What is being asked. Extract each line of the records below that contains the string "hood", treating uppercase and lowercase letters as distinct.

Records provided.
------------
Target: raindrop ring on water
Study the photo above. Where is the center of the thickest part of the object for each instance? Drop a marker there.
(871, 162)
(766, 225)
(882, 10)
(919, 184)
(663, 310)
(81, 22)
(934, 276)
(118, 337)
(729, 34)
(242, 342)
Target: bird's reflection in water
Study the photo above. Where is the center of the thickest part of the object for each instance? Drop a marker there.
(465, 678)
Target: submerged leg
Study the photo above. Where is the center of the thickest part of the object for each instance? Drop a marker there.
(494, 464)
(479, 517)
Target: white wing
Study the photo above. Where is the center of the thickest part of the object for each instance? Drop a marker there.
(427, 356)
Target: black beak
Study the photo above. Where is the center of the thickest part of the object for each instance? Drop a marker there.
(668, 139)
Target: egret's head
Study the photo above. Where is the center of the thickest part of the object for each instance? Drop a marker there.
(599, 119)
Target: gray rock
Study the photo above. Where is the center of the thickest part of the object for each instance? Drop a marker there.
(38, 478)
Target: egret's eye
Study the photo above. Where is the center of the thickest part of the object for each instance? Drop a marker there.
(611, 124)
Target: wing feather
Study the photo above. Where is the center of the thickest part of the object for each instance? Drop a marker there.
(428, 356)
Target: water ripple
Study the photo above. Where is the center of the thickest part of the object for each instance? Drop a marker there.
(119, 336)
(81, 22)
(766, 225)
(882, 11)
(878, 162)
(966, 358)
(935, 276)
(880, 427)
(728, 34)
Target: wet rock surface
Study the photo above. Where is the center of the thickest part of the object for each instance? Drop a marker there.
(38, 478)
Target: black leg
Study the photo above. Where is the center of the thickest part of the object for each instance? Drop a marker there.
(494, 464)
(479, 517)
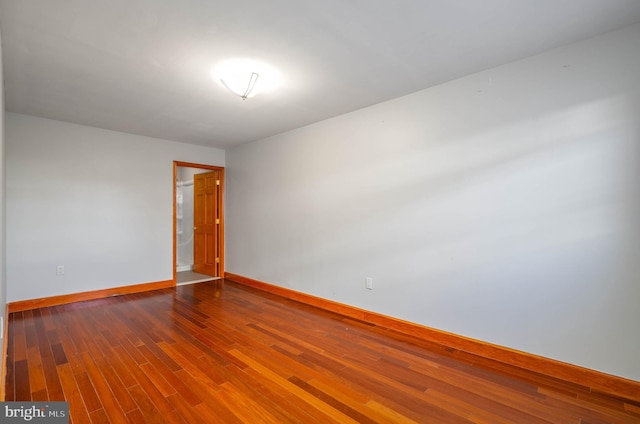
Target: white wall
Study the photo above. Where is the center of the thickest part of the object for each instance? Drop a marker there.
(98, 202)
(3, 274)
(502, 206)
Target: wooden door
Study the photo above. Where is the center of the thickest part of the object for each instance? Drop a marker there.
(207, 198)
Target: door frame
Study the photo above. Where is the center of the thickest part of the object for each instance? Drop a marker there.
(177, 164)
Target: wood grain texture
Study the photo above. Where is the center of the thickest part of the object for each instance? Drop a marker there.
(24, 305)
(223, 352)
(595, 380)
(3, 367)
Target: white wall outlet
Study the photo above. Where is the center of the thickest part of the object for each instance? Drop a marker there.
(368, 283)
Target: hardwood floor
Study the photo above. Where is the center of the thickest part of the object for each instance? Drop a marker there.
(221, 352)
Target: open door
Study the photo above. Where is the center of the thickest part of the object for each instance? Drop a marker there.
(207, 192)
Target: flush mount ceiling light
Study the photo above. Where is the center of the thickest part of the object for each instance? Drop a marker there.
(246, 77)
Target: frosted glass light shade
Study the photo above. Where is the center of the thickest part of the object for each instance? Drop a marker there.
(247, 77)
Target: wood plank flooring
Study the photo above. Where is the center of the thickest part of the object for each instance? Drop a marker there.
(219, 352)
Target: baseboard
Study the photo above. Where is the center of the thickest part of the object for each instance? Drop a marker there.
(595, 380)
(23, 305)
(5, 343)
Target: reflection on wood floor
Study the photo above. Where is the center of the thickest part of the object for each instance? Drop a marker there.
(221, 352)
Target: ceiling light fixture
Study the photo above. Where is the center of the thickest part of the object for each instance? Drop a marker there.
(246, 77)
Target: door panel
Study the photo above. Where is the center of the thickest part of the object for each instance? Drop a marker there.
(206, 219)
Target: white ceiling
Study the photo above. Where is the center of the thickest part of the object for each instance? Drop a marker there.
(142, 66)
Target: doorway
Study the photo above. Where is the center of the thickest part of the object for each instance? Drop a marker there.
(198, 236)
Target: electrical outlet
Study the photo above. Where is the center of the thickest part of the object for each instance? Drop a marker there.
(368, 283)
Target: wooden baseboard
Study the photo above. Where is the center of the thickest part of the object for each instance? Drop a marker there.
(3, 370)
(23, 305)
(595, 380)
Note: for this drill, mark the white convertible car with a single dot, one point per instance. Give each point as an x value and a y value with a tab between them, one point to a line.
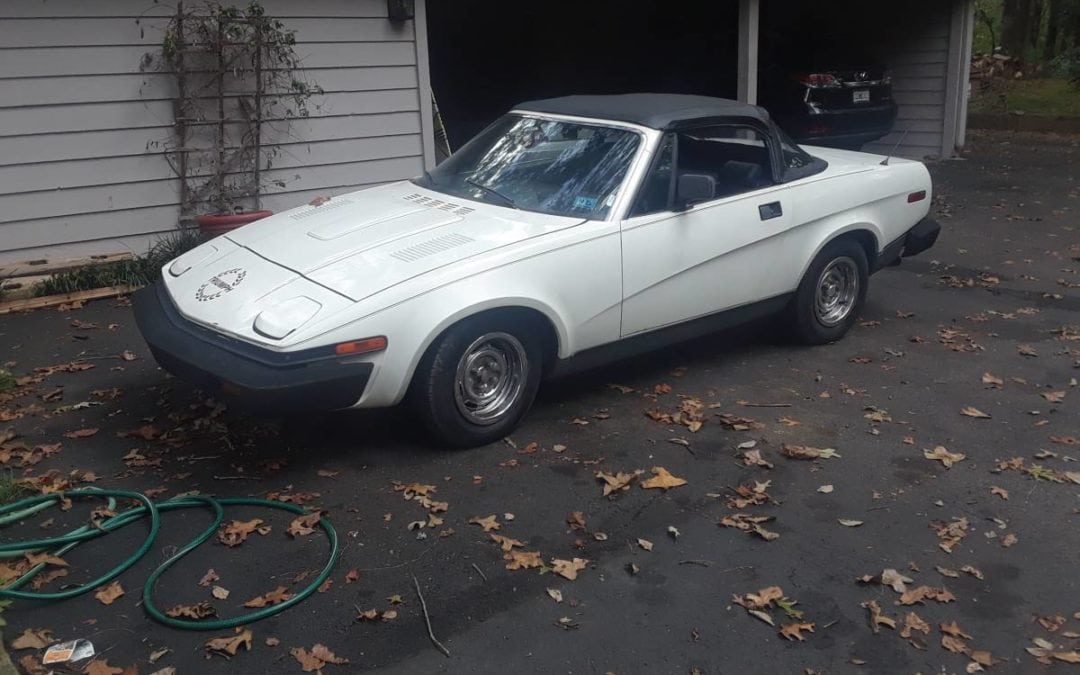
570	230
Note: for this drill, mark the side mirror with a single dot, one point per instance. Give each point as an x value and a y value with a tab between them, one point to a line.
692	189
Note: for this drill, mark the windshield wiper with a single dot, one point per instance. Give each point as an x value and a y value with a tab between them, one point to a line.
491	190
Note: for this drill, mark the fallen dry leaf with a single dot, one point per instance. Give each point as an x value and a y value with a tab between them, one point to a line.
505	542
100	666
753	458
568	569
108	594
230	644
950	534
748	523
974	571
616	482
942	455
80	433
955	644
953	629
302	525
44	558
736	422
235	532
793	631
804	451
920	594
877	619
273	597
313	661
488	523
662	480
522	559
914	622
889	578
34	638
198	611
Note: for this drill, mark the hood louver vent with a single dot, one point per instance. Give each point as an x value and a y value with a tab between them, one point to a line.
311	211
421	200
410	254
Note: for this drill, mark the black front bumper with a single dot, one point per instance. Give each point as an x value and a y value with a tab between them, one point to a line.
253	377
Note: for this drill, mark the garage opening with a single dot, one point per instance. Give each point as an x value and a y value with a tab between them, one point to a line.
488	55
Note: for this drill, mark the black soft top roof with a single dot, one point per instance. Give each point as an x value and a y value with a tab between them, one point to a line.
655	110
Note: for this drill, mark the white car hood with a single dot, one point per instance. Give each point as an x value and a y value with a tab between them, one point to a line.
362	243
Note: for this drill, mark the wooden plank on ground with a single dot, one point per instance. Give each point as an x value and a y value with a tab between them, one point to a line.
65	298
41	267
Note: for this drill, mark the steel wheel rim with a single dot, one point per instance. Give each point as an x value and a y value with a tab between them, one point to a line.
837	292
490	377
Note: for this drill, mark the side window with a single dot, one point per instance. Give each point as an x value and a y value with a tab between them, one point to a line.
734	158
653	196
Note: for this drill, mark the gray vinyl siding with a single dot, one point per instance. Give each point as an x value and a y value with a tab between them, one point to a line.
81	127
918	56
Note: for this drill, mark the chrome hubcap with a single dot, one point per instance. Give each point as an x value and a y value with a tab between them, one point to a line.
490	377
837	292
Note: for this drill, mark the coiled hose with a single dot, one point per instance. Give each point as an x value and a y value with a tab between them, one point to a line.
147	508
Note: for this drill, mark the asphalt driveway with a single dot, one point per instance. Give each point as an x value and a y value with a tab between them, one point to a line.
988	320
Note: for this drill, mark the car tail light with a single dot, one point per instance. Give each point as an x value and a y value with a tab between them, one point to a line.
819	79
361	347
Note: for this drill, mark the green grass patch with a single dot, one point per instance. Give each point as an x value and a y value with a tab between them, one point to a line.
138	271
1044	96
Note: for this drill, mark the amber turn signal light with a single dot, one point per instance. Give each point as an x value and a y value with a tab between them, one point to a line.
361	347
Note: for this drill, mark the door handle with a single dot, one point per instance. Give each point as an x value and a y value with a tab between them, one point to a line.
772	210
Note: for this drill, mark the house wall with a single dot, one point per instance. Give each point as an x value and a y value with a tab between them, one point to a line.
917	48
81	127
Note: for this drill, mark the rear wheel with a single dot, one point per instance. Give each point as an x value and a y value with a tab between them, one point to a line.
477	380
831	294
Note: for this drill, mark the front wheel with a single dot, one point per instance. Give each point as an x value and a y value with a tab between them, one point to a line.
831	294
477	380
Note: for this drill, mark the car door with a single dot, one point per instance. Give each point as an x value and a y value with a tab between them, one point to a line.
682	260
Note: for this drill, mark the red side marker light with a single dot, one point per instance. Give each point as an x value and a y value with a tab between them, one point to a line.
361	347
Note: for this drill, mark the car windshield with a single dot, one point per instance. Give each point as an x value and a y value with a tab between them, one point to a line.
551	166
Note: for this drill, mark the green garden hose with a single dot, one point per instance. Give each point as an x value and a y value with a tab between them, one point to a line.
64	543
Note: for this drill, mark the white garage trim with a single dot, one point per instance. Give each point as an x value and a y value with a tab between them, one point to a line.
750	15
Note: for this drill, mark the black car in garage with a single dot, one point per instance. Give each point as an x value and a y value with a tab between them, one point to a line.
841	107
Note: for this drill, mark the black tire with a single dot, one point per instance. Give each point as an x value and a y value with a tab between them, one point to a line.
807	322
436	397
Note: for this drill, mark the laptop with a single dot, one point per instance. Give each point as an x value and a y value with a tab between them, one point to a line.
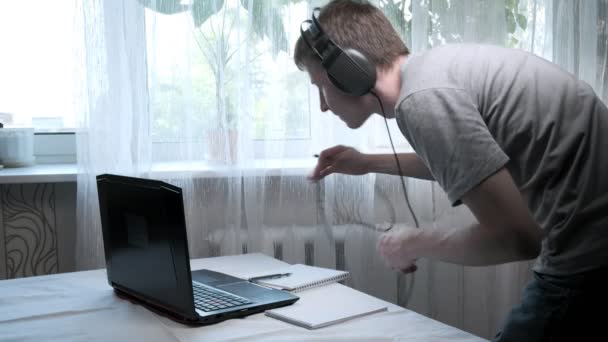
147	260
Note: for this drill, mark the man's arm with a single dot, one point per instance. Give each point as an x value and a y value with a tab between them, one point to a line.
347	160
411	165
506	231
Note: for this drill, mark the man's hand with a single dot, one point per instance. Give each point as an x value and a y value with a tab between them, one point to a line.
340	159
398	249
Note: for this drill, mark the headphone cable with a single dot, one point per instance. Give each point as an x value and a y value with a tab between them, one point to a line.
390	138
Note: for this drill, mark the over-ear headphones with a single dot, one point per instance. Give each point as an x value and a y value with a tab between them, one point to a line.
348	69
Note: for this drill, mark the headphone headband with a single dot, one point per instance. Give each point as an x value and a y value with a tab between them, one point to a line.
349	70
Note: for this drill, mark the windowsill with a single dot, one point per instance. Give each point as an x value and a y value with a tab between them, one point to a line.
57	173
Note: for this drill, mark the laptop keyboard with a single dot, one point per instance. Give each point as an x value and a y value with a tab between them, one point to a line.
208	299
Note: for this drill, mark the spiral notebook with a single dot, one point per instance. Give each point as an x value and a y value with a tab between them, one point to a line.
303	277
332	304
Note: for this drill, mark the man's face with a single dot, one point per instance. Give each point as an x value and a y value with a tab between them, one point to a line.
353	110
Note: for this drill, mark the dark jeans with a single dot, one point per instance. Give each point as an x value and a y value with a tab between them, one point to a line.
560	309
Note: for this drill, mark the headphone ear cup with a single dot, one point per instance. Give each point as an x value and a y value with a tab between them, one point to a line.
351	72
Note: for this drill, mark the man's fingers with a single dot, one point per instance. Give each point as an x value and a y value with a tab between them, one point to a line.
321	165
327	171
410	269
330	152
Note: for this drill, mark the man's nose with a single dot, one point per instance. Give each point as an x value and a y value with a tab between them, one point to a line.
324	106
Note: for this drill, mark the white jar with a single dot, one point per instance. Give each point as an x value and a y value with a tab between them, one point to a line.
17	147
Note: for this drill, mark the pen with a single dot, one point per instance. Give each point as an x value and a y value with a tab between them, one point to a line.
270	276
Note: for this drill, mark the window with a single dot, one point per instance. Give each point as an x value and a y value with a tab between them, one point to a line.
221	68
36	64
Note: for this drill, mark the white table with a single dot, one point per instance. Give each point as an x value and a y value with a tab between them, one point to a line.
81	306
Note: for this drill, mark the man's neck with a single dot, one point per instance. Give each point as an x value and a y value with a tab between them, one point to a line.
388	86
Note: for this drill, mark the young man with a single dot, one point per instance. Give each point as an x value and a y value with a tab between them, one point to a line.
516	139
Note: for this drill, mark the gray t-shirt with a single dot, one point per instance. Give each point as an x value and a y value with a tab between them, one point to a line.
469	110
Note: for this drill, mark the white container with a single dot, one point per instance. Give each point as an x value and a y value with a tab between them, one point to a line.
17	147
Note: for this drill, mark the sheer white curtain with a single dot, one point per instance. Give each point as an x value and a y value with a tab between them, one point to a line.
204	95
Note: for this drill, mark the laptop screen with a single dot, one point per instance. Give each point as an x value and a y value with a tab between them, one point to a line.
145	241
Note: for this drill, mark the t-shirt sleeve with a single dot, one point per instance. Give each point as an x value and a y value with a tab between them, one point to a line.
448	133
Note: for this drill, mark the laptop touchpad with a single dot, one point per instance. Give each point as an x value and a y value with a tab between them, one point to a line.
249	290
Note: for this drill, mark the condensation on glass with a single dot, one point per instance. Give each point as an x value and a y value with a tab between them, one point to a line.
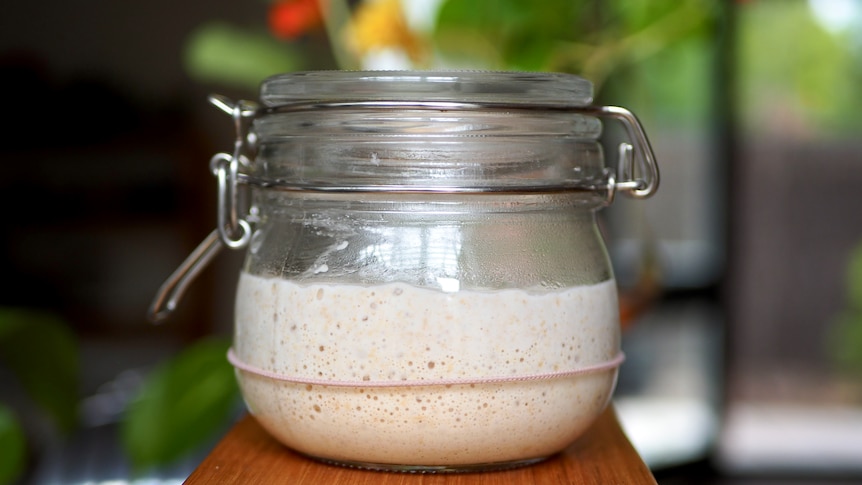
425	287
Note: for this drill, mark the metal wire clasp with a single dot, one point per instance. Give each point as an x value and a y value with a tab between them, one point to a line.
232	230
638	181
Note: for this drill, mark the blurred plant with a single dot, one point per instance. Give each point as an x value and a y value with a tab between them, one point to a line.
846	341
181	405
40	352
590	37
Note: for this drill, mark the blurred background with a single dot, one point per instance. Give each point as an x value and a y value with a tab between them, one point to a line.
744	367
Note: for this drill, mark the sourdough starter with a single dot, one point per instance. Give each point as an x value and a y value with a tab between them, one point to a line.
438	347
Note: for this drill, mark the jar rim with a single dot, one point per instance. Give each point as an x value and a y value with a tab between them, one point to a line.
534	89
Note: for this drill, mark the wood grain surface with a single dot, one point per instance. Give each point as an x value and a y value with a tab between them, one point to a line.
248	455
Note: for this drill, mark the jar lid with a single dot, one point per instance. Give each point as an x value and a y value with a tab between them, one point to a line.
517	88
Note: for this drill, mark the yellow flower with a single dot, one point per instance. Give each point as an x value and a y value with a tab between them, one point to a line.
380	24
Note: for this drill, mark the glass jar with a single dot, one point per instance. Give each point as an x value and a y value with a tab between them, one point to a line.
425	286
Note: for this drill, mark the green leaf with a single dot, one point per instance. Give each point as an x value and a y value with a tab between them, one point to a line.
12	442
522	32
181	405
218	52
41	352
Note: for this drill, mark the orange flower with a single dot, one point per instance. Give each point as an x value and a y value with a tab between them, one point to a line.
381	24
289	19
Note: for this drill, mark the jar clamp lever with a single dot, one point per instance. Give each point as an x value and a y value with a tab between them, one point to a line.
232	230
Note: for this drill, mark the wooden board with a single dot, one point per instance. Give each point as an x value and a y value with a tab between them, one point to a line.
248	455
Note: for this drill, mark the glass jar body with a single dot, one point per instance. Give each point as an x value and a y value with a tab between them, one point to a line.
438	332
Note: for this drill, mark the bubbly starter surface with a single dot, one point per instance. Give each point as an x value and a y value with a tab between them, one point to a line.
440	346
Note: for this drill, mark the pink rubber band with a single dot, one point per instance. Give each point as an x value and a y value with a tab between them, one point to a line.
602	366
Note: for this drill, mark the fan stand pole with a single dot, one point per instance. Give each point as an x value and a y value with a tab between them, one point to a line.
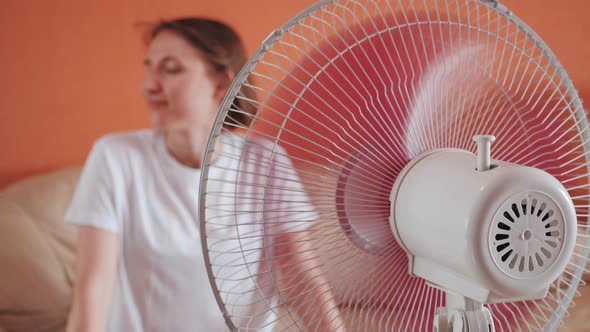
463	314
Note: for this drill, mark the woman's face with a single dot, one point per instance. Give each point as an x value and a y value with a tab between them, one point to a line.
181	90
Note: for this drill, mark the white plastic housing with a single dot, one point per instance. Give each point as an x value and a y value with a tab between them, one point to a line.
458	226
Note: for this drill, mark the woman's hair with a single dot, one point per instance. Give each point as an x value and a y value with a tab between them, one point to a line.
224	51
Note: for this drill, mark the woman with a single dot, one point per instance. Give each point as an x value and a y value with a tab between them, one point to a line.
140	264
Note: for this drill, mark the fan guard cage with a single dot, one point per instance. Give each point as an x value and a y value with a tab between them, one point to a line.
382	82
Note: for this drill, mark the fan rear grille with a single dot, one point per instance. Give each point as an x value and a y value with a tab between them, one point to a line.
526	235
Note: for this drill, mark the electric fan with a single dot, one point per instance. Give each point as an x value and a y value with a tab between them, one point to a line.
429	159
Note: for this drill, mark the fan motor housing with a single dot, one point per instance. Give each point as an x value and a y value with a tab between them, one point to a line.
499	235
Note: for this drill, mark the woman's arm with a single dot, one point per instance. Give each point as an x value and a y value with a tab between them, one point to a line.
303	286
96	266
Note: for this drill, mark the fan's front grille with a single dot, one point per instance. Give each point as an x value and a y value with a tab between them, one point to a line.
526	236
372	84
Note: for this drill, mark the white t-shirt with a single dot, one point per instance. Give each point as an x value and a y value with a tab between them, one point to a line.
131	186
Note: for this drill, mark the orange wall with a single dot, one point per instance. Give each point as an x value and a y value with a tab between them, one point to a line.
70	70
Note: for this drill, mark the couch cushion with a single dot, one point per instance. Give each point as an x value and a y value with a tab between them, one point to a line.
37	252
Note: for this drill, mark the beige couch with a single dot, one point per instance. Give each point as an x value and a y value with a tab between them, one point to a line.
37	253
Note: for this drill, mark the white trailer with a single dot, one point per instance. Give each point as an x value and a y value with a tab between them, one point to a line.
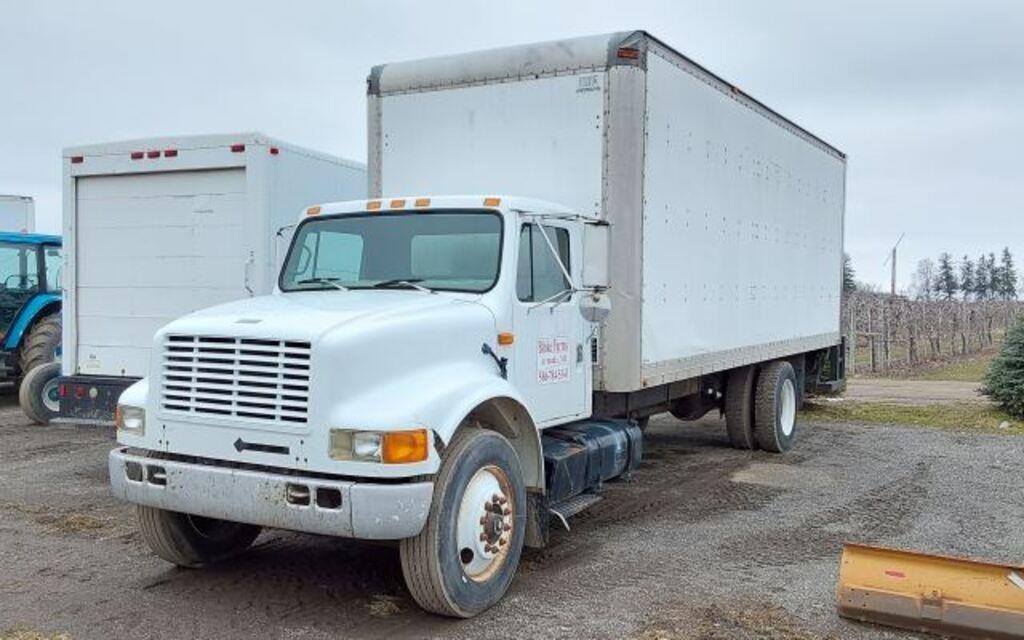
------------
Solution to this problem.
Note: for this drill, mark the hood louver vent with a single dot, one point per instance. Give each point as an x value and a y value with a tab between them, one point to a line.
Note: for this drill, mark the white car hood with a single dot, one point per instance. Give each point as an x value and a y value with a tab between them, one point to a line.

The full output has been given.